Data to examine:
-=-=-

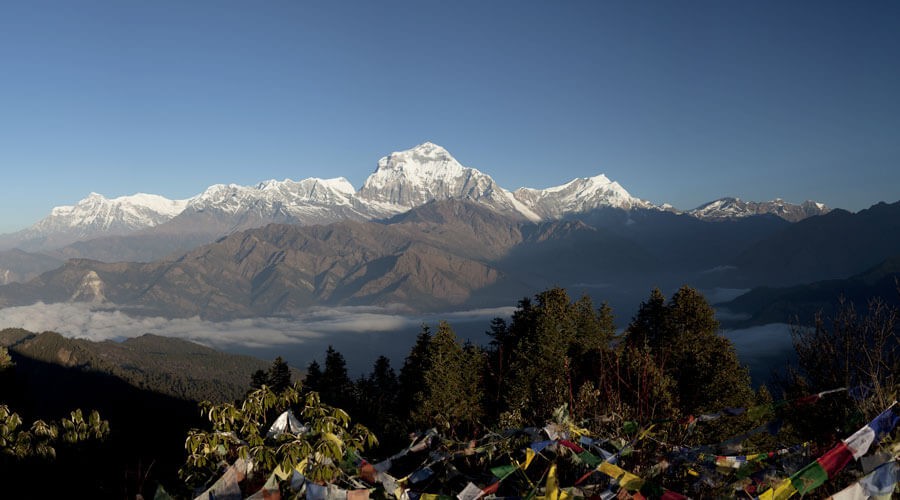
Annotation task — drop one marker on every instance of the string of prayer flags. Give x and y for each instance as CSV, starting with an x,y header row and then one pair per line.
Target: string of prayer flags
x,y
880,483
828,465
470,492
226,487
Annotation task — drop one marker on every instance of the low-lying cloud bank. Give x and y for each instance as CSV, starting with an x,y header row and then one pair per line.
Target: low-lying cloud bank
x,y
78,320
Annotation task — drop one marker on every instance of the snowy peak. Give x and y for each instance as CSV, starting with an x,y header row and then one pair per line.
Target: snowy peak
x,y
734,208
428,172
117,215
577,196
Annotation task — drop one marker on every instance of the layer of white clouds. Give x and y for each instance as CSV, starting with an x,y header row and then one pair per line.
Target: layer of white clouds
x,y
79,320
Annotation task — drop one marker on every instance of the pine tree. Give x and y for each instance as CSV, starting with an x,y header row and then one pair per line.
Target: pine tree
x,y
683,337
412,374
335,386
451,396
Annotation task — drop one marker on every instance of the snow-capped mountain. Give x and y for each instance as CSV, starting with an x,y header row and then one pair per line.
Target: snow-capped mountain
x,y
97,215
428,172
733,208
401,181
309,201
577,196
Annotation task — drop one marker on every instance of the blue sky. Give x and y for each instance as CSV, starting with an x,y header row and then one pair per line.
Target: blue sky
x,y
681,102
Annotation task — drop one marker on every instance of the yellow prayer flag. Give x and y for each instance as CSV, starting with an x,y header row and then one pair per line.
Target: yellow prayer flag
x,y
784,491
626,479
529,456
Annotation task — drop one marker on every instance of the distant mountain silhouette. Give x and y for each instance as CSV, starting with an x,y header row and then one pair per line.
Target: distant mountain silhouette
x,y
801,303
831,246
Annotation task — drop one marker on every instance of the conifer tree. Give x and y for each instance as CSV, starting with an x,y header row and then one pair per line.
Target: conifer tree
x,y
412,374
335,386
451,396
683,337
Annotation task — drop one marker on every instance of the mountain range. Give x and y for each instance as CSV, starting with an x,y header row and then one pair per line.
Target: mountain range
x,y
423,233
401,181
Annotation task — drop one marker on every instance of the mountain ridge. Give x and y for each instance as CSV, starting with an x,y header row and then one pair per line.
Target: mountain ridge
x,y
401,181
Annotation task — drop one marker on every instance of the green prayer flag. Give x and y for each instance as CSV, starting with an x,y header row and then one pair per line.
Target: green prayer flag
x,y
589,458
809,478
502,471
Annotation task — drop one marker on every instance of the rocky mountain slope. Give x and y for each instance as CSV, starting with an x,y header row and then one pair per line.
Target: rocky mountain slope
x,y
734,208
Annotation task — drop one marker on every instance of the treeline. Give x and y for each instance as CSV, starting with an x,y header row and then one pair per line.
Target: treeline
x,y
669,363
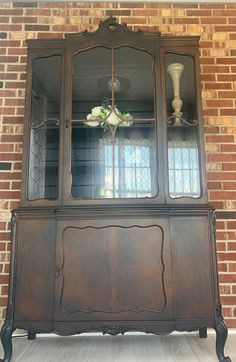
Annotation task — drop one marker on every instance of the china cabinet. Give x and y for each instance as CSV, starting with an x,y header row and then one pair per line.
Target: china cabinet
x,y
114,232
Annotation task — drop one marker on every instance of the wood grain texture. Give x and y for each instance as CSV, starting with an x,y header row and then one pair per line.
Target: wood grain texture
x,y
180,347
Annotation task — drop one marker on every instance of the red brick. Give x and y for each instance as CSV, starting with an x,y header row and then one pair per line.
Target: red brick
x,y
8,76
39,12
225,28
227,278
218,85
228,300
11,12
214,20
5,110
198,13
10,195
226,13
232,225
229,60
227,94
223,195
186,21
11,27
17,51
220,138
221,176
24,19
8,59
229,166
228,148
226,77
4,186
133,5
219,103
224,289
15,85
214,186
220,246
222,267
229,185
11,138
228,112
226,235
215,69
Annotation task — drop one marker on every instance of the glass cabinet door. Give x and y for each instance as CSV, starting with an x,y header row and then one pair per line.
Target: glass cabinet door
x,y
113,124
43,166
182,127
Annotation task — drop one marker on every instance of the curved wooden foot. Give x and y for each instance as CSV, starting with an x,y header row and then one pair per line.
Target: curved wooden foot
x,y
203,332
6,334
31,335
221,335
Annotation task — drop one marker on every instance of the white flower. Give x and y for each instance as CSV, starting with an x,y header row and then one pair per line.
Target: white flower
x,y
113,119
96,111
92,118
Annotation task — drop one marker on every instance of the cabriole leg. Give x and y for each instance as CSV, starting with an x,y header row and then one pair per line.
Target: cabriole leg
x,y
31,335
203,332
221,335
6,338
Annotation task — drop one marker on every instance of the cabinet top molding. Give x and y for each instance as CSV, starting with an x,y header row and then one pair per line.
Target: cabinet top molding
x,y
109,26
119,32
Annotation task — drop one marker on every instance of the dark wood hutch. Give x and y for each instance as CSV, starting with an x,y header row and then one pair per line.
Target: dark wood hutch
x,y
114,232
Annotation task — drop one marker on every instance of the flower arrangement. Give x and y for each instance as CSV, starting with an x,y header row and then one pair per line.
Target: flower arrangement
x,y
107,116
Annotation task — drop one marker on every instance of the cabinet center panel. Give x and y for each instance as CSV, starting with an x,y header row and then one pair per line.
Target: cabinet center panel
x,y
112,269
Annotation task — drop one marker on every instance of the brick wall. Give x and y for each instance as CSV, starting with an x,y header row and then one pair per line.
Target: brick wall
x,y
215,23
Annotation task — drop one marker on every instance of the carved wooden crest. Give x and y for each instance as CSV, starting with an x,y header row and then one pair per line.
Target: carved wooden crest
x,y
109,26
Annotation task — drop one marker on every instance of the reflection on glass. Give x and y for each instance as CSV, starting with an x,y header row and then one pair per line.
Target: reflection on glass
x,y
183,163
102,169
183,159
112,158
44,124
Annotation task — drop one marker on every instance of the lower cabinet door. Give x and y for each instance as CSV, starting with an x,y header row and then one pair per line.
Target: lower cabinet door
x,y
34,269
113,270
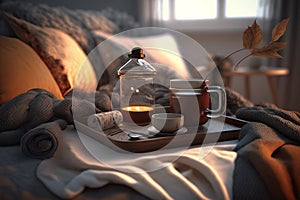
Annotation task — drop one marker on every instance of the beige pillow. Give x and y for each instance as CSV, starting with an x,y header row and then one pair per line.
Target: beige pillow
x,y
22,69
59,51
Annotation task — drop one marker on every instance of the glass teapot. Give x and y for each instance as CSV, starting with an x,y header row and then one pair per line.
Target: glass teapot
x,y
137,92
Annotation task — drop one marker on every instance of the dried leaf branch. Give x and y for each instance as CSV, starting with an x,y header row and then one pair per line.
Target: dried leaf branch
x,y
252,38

-=-=-

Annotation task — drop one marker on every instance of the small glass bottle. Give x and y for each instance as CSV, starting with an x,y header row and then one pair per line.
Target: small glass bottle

-=-=-

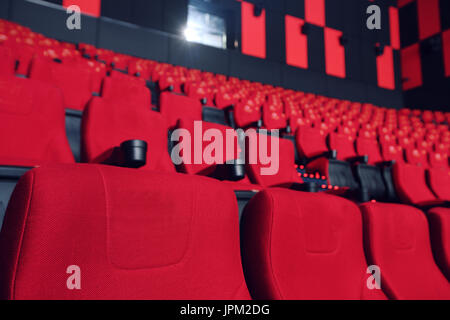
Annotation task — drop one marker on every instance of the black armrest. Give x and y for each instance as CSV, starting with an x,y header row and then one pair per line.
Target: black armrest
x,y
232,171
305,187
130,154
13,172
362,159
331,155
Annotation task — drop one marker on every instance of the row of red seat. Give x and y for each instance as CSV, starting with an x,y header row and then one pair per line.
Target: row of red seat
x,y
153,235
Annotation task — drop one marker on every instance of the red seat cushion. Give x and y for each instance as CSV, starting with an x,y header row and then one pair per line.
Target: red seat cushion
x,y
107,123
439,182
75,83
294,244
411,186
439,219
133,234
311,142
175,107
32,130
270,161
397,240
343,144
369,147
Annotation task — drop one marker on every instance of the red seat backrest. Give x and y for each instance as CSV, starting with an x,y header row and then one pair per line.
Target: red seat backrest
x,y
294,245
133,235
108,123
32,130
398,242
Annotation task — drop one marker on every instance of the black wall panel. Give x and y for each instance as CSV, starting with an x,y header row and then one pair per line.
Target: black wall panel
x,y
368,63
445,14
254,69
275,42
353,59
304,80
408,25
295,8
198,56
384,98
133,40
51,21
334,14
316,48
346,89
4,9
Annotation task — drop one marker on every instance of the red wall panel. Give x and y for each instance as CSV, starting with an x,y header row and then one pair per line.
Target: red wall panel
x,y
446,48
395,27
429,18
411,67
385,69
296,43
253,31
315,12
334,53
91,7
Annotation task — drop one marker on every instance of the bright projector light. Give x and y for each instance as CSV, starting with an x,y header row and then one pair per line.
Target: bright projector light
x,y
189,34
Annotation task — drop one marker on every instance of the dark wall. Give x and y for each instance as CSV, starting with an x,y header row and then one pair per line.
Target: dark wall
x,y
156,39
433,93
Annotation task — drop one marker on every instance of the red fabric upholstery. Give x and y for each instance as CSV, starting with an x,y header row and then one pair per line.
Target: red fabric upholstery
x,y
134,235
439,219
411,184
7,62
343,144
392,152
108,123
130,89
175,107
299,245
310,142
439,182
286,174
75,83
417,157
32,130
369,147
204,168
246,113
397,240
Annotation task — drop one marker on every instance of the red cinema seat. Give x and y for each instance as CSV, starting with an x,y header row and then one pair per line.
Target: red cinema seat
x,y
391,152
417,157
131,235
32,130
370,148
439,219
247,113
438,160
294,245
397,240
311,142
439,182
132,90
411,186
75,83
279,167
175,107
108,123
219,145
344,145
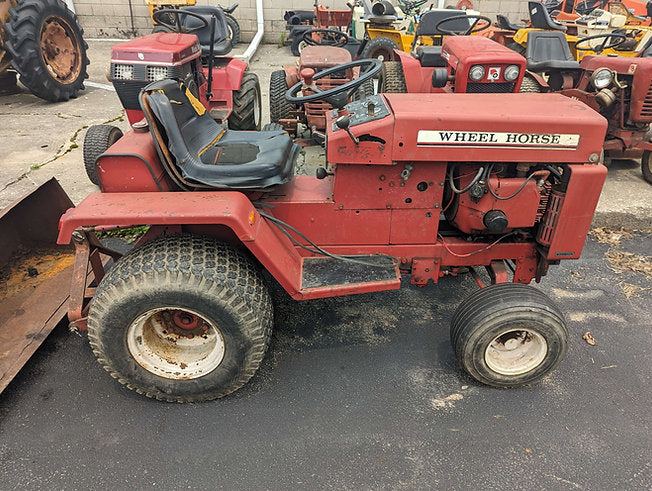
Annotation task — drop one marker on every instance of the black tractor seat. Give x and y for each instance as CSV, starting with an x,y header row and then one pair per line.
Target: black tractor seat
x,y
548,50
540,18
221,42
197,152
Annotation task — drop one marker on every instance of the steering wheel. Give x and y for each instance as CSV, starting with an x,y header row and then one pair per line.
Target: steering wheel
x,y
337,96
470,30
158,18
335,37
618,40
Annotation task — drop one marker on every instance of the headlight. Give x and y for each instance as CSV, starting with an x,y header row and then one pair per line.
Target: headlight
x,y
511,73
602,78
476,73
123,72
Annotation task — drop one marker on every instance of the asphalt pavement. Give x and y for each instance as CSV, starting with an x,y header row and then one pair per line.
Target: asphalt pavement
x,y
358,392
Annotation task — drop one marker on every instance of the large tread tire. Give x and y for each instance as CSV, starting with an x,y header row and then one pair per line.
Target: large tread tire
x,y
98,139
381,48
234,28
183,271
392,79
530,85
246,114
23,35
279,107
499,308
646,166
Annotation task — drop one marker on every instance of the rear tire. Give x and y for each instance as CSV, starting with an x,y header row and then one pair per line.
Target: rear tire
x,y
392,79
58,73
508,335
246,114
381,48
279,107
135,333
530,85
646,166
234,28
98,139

-=-=-

What is required:
Each line of the material above either contains the word "small" or does not; state how many do, and nothing else.

Answer space:
2